Los errores de la titular de Igualdad, cuya audacia juvenil la lleva a querer apoderarse en exclusiva del movimiento feminista, no pueden utilizarse para exculpar servilmente al verdadero responsable del embrollo. Estamos ante un Gobierno que propuso una ley redactada durante años, contó con cantidad de informes previos y la aprobaron sin pestañear sus 23 integrantes, entre ellos tres que guardan en el armario las puñetas de magistrado. No estamos ante un error técnico, sino ante una decisión política. Sus perversas consecuencias para la persecución de los delitos de violencia de género durarán por más que ahora la enmienden.

Legislar sobre la libertad sexual no es tarea fácil; no digamos garantizarla de forma integral como reza el pomposo lenguaje jurídico. En ese universo, el libre albedrío libra severas batallas contra el deseo, la pasión, la seducción, la libido, los temores sociales y las angustias religiosas. El trágico final de Narciso, mítico pionero del narcisismo, cobra así actualidad. Ese hijo de los dioses fue fruto de una penetración no consentida, lo que, según Freud, le provocó una disfunción psicológica que le llevó a enamorarse no tanto de sí mismo como de aquel que le hubiera gustado ser. Si no se atiende como es debido a quienes padezcan semejantes desviaciones, las dos almas de nuestro Gobierno acabarán una en el infierno y la otra en el purgatorio.

Enunciado 1 | Cite literalmente el pasaje del texto de la página que va desde "Legislar sobre la" hasta "en el purgatorio.", ambos incluidos.
Enunciado 2 | Según el texto de la página, ¿cuántos integrantes del Gobierno aprobaron la ley?
Los datos proceden de una fuente distinta de la del texto de la página.

Material de origen |

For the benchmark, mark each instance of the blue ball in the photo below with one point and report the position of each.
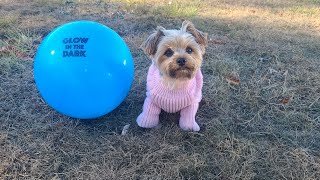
(83, 69)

Respuesta final 1 |
Legislar sobre la libertad sexual no es tarea fácil; no digamos garantizarla de forma integral como reza el pomposo lenguaje jurídico. En ese universo, el libre albedrío libra severas batallas contra el deseo, la pasión, la seducción, la libido, los temores sociales y las angustias religiosas. El trágico final de Narciso, mítico pionero del narcisismo, cobra así actualidad. Ese hijo de los dioses fue fruto de una penetración no consentida, lo que, según Freud, le provocó una disfunción psicológica que le llevó a enamorarse no tanto de sí mismo como de aquel que le hubiera gustado ser. Si no se atiende como es debido a quienes padezcan semejantes desviaciones, las dos almas de nuestro Gobierno acabarán una en el infierno y la otra en el purgatorio.

Respuesta final 2 | La aprobaron sus 23 integrantes.